Acts 2:38-39
Peter said to them, “Repent and be baptized every one of you in the name of Jesus Christ so that your sins may be forgiven, and you will receive the gift of the Holy Spirit. the promise is for you, for your children, and for all who are far away, everyone whom the Lord our God calls to him.” Acts 2:38-39 (NRSVUE)
What do we do when scripture conflicts with itself or church creed? The Reformers of the sixteenth century thought they had the answer summarized as the Five Solas by those who argue about such things:
- Sola Scriptura (“Scripture alone”): The Bible alone is our highest authority.
- Sola Fide (“faith alone”): We are saved through faith alone in Jesus Christ.
- Sola Gratia (“grace alone”): We are saved by the grace of God alone.
- Solus Christus (“Christ alone”): Jesus Christ alone is our Lord, Savior, and King.
- Soli Deo Gloria (“to the glory of God alone”): We live for the glory of God alone.
But enjoined as I have been recently to take the Bible seriously, I am inclined to do so, and equally inclined as a long-time member of the Lutheran church to take the Five Solas seriously as well. Alas, I find them wanting.
Consider in particular ‘Peter’s’ call in the passage above from Acts 2. It seems pretty straightforward: you need to “repent and be baptized... in the name of Jesus Christ so that your sins may be forgiven. . . .” Sola Scriptura assures me of the validity of the line’s message, but sola fide and sola gratia contradict it. On reflection they seem to contradict each other.
So, given the Five Solas and Peter’s call to repent and be baptized, how may our sins be forgiven? Through repentance and baptism? Through ‘faith alone in Jesus Christ’? ‘By the Grace of God alone’? If Grace is conditional, is it Grace?

EXTRACTED ENTRIES:

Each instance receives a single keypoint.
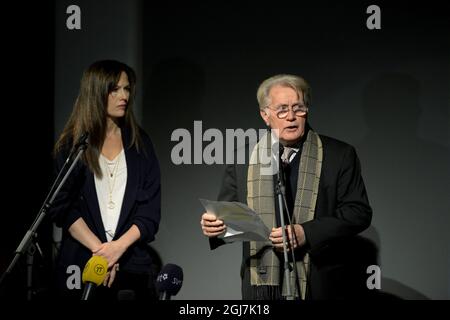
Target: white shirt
(110, 191)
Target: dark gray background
(385, 91)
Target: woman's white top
(110, 191)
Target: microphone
(169, 281)
(126, 294)
(93, 275)
(280, 173)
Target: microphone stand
(282, 204)
(29, 242)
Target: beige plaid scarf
(264, 263)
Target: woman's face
(118, 98)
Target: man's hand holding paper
(232, 221)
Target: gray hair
(285, 80)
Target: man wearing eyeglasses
(326, 202)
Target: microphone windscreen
(95, 270)
(170, 279)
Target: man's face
(292, 127)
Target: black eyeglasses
(282, 111)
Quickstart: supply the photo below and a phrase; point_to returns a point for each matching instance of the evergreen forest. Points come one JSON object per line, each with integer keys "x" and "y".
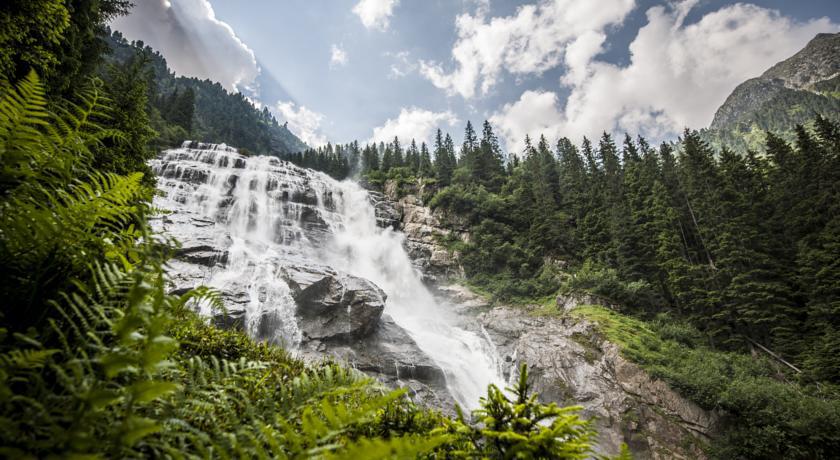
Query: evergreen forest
{"x": 719, "y": 271}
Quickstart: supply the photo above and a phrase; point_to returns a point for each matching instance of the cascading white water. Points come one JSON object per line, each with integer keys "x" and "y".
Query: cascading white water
{"x": 268, "y": 214}
{"x": 362, "y": 248}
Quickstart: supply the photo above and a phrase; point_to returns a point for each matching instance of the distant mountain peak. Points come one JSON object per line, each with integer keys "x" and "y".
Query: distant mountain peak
{"x": 794, "y": 91}
{"x": 818, "y": 61}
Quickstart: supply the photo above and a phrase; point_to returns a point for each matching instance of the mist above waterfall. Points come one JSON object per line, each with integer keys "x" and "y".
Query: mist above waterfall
{"x": 269, "y": 215}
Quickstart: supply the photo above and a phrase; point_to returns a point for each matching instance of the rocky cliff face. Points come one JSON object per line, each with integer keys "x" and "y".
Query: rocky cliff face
{"x": 569, "y": 361}
{"x": 254, "y": 228}
{"x": 426, "y": 232}
{"x": 258, "y": 229}
{"x": 791, "y": 92}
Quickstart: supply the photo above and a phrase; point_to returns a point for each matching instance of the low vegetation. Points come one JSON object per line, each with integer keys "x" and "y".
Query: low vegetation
{"x": 765, "y": 413}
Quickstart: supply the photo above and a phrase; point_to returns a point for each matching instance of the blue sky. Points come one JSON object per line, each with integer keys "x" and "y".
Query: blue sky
{"x": 372, "y": 69}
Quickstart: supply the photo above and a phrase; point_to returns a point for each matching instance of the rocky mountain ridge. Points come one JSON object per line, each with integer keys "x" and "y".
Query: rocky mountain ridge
{"x": 793, "y": 91}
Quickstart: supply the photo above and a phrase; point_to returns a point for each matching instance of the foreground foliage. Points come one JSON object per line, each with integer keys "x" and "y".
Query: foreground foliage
{"x": 98, "y": 361}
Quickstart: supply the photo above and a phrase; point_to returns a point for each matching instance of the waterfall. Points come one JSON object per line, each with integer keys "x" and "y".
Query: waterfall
{"x": 268, "y": 214}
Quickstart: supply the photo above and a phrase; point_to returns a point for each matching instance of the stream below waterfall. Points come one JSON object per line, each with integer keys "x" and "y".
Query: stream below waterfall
{"x": 256, "y": 216}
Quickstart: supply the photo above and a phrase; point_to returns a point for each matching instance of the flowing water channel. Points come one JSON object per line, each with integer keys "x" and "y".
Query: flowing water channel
{"x": 268, "y": 214}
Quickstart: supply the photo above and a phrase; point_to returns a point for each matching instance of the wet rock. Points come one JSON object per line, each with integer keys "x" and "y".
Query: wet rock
{"x": 570, "y": 362}
{"x": 425, "y": 235}
{"x": 333, "y": 306}
{"x": 387, "y": 214}
{"x": 202, "y": 254}
{"x": 393, "y": 357}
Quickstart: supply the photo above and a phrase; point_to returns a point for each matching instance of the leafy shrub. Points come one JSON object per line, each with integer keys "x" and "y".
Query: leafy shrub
{"x": 519, "y": 428}
{"x": 606, "y": 283}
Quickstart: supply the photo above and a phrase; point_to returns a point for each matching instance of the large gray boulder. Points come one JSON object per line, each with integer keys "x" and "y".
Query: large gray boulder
{"x": 394, "y": 358}
{"x": 333, "y": 306}
{"x": 571, "y": 363}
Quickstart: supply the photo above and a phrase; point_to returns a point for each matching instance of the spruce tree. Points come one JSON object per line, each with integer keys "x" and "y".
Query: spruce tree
{"x": 425, "y": 162}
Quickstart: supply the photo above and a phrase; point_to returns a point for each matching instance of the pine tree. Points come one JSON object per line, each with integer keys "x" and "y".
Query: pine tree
{"x": 412, "y": 157}
{"x": 468, "y": 148}
{"x": 425, "y": 168}
{"x": 397, "y": 152}
{"x": 443, "y": 164}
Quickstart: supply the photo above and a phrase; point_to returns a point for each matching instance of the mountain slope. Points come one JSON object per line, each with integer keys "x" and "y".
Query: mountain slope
{"x": 212, "y": 114}
{"x": 792, "y": 92}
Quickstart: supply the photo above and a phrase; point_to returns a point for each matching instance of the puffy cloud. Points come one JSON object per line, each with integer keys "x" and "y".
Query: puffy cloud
{"x": 535, "y": 113}
{"x": 375, "y": 14}
{"x": 677, "y": 76}
{"x": 194, "y": 42}
{"x": 402, "y": 64}
{"x": 413, "y": 122}
{"x": 303, "y": 122}
{"x": 529, "y": 42}
{"x": 338, "y": 57}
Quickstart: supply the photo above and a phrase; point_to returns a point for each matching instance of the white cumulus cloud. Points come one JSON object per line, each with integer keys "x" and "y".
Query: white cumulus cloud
{"x": 535, "y": 113}
{"x": 531, "y": 41}
{"x": 303, "y": 122}
{"x": 338, "y": 57}
{"x": 677, "y": 76}
{"x": 375, "y": 14}
{"x": 194, "y": 42}
{"x": 413, "y": 122}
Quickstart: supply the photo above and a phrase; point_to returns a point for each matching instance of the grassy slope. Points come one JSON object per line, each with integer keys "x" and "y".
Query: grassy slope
{"x": 765, "y": 413}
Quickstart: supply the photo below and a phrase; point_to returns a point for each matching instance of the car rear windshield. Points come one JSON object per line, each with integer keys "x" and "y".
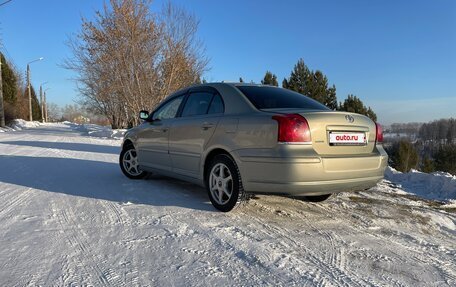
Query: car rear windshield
{"x": 263, "y": 97}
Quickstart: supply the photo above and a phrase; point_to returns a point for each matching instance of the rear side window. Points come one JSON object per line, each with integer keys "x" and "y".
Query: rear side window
{"x": 276, "y": 98}
{"x": 197, "y": 104}
{"x": 217, "y": 106}
{"x": 168, "y": 110}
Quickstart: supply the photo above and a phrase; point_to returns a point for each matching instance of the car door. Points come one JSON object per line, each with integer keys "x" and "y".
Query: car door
{"x": 152, "y": 142}
{"x": 191, "y": 131}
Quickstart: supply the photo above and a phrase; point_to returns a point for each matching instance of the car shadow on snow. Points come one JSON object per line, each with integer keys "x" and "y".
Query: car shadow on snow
{"x": 67, "y": 146}
{"x": 99, "y": 180}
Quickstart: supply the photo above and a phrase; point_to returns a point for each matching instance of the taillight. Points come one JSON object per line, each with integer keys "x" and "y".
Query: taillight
{"x": 379, "y": 133}
{"x": 293, "y": 128}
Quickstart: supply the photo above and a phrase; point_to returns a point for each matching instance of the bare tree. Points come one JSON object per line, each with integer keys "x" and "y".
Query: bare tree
{"x": 129, "y": 59}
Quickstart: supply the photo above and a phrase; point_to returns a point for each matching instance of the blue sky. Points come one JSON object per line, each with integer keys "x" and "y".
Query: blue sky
{"x": 398, "y": 56}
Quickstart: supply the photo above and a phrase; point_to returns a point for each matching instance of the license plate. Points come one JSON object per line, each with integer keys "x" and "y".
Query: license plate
{"x": 348, "y": 138}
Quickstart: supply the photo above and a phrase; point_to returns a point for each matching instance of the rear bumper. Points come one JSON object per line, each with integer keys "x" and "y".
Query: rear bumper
{"x": 311, "y": 175}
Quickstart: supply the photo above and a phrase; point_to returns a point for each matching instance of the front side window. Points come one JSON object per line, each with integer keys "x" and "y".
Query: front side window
{"x": 217, "y": 106}
{"x": 168, "y": 110}
{"x": 197, "y": 104}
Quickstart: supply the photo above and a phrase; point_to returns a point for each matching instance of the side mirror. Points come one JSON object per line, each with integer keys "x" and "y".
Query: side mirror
{"x": 144, "y": 115}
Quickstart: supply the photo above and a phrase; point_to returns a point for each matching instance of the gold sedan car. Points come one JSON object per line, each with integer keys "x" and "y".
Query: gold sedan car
{"x": 240, "y": 139}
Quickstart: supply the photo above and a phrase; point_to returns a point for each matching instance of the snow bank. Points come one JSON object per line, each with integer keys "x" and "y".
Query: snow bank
{"x": 98, "y": 131}
{"x": 436, "y": 186}
{"x": 19, "y": 124}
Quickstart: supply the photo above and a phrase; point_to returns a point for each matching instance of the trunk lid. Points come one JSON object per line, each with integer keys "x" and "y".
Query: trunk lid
{"x": 327, "y": 126}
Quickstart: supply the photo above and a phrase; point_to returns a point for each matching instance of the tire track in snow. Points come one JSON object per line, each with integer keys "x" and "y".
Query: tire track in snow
{"x": 79, "y": 239}
{"x": 330, "y": 268}
{"x": 16, "y": 200}
{"x": 425, "y": 257}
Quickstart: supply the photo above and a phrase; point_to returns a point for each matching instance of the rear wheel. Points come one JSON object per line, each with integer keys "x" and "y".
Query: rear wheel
{"x": 223, "y": 183}
{"x": 317, "y": 198}
{"x": 129, "y": 165}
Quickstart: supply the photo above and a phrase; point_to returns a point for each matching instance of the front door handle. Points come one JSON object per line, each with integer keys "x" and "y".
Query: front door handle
{"x": 206, "y": 125}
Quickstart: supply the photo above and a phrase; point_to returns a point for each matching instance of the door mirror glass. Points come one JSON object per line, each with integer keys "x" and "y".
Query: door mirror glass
{"x": 144, "y": 115}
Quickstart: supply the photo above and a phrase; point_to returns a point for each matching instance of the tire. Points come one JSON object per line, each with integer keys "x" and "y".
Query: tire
{"x": 317, "y": 198}
{"x": 224, "y": 184}
{"x": 128, "y": 161}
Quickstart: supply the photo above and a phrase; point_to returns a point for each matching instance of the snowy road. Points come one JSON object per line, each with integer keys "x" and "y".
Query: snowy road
{"x": 68, "y": 217}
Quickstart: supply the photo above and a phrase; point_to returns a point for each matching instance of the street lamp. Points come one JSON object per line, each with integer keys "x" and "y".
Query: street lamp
{"x": 28, "y": 87}
{"x": 2, "y": 111}
{"x": 45, "y": 105}
{"x": 41, "y": 101}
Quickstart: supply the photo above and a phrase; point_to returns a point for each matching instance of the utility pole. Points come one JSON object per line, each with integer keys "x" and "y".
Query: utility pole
{"x": 45, "y": 107}
{"x": 29, "y": 93}
{"x": 2, "y": 110}
{"x": 41, "y": 103}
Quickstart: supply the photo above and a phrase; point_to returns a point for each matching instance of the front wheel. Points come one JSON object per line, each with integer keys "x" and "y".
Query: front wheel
{"x": 128, "y": 161}
{"x": 223, "y": 183}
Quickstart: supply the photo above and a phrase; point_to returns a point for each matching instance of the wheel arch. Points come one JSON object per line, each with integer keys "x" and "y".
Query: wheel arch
{"x": 127, "y": 143}
{"x": 214, "y": 152}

WORK TO DO:
(a) Could you condense the paragraph in the Five Solas piece that begins "Consider in particular" while keeping its main facts?
(b) Will you pick up the Five Solas piece after its final question and keep it going?

THE RESULTS:
(a) The Acts 2 passage has 'Peter' plainly calling people to repent and be baptized in the name of Jesus Christ so their sins may be forgiven. Sola Scriptura affirms that message, but sola fide and sola gratia contradict it, and on reflection they also seem to contradict each other.

(b)
Like Jacob we are left to wrestle metaphorically and spiritually with both our ‘Reformation fathers’ and the God of our ‘fathers.’ Knowing neither Hebrew nor Greek we are dependent on English translations and the limitations of our linguistic knowledge:
- Is sola fide ‘faith alone’ or faith in Jesus Christ alone?
- Is sola gratia ‘grace alone’ or is it grace that comes from ‘God alone’?
The language is ambiguous
At Southwood we belong to a congregation of Christians that seems to give primacy to soli gratia and wrestles with the four other Solas as defined above. It is that stance that frees us to live, work, and grow together even when we disagree about things like the Five Solas and their historic pedigrees. We also focus on the commandment to love God with all our strength and our neighbor as ourselves. We believe in Grace and in Peter’s call to repent for repent, after all, means “to turn.” So, we repent and our faith/trust turns us to God and our neighbors in love and compassion.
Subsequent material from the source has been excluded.